=== Work to do ===
Without skipping anything, write out each record below exactly.

=== The data ===
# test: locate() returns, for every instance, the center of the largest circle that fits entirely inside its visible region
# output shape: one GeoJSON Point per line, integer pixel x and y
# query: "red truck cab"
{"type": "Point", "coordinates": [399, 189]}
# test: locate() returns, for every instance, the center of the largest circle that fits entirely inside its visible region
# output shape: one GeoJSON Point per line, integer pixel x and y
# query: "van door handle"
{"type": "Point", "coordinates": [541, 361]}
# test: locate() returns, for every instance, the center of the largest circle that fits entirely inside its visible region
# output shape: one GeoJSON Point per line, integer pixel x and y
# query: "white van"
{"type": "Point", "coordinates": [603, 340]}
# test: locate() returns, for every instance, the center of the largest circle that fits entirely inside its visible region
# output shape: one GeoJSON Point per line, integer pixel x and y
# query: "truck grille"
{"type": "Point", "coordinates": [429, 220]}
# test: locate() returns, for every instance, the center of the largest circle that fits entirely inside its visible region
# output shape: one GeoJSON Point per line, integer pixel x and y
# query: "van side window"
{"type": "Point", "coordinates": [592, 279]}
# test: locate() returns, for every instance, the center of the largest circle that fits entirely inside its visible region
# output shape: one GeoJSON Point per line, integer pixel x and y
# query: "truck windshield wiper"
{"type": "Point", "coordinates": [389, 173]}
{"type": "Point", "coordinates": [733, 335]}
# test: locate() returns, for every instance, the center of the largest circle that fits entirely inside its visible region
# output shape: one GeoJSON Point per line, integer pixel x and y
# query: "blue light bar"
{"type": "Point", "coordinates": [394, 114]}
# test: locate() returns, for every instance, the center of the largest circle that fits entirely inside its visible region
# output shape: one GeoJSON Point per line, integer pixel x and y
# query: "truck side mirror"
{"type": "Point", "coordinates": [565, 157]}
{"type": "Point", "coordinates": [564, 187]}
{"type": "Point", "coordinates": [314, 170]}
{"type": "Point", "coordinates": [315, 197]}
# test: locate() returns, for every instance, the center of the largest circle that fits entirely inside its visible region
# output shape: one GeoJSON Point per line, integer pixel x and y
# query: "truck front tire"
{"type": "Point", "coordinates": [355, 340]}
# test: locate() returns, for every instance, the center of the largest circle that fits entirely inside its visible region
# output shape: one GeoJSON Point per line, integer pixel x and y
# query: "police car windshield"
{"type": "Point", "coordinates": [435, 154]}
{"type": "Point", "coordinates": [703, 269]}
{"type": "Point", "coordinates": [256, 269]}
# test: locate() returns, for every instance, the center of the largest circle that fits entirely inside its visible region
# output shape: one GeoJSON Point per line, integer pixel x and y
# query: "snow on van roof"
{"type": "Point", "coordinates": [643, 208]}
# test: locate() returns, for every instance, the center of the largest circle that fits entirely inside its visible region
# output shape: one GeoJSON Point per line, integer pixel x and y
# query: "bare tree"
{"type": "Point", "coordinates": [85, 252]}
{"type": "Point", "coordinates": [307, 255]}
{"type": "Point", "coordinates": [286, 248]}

=== The response ===
# test: locate() returns, for every instance, the center of the largest circle that fits entirely inside its visible region
# output shape: one GeoJSON Point per line, integer pixel x and y
# query: "red truck cab"
{"type": "Point", "coordinates": [399, 189]}
# test: locate() returns, for every instance, the center of the largest circle that fits entirely inside its visible region
# output shape: one GeoJSON Point per line, integer pixel x and y
# query: "van door handle"
{"type": "Point", "coordinates": [541, 361]}
# test: locate() returns, for every instance, the center of the largest circle that fits entirely inside its visible region
# output shape: one GeoJSON Point per line, integer pixel x and y
# query: "white van"
{"type": "Point", "coordinates": [603, 340]}
# test: locate() returns, for every instance, the center of the largest circle that fits entirely inside its visible region
# output shape: one GeoJSON Point per line, integer pixel x and y
# query: "truck grille"
{"type": "Point", "coordinates": [429, 220]}
# test: locate() returns, for every instance, the center of the largest circle that fits entirely inside its visible region
# output shape: one GeoJSON Point per line, integer pixel x and y
# query: "van side window"
{"type": "Point", "coordinates": [592, 279]}
# test: locate() returns, for every instance, the center of the largest circle that fits entirely inside its visible region
# output shape: one GeoJSON Point per line, integer pixel x and y
# query: "truck windshield wiper"
{"type": "Point", "coordinates": [389, 173]}
{"type": "Point", "coordinates": [733, 335]}
# test: locate() returns, for every instance, the center of the largest circle that fits entirely inside its visible region
# output shape: one GeoJSON Point per line, integer pixel x and y
# query: "blue light bar"
{"type": "Point", "coordinates": [394, 114]}
# test: locate() returns, for every instance, the center of the largest circle that fits entirely inside its visible region
# output shape: one GeoJSON Point per line, integer pixel x and y
# query: "truck side mirror"
{"type": "Point", "coordinates": [565, 157]}
{"type": "Point", "coordinates": [564, 187]}
{"type": "Point", "coordinates": [314, 170]}
{"type": "Point", "coordinates": [315, 197]}
# test: locate() returns, for every instance, the center of the largest circle that fits entirely inside its visible region
# output shape: one GeoJSON Point per line, integer pixel x and y
# query: "truck front tire"
{"type": "Point", "coordinates": [355, 340]}
# test: locate() returns, for every instance, the center of the largest circle that fits entirely inside its visible region
# output shape: one GeoJSON Point per line, integer pixel x and y
# query: "police car windshield"
{"type": "Point", "coordinates": [435, 154]}
{"type": "Point", "coordinates": [703, 269]}
{"type": "Point", "coordinates": [256, 269]}
# test: locate() returns, for every instance, the center of the largest circle that fits entirely inside its visible region
# output shape: one GeoJSON Point per line, integer pixel x and y
# query: "snow on van roof"
{"type": "Point", "coordinates": [643, 208]}
# test: locate() returns, for every instance, the center of the largest circle that fits entirely inside its visible region
# output shape: one GeoJSON Point per line, integer pixel x and y
# query: "bare tree"
{"type": "Point", "coordinates": [85, 252]}
{"type": "Point", "coordinates": [307, 255]}
{"type": "Point", "coordinates": [286, 248]}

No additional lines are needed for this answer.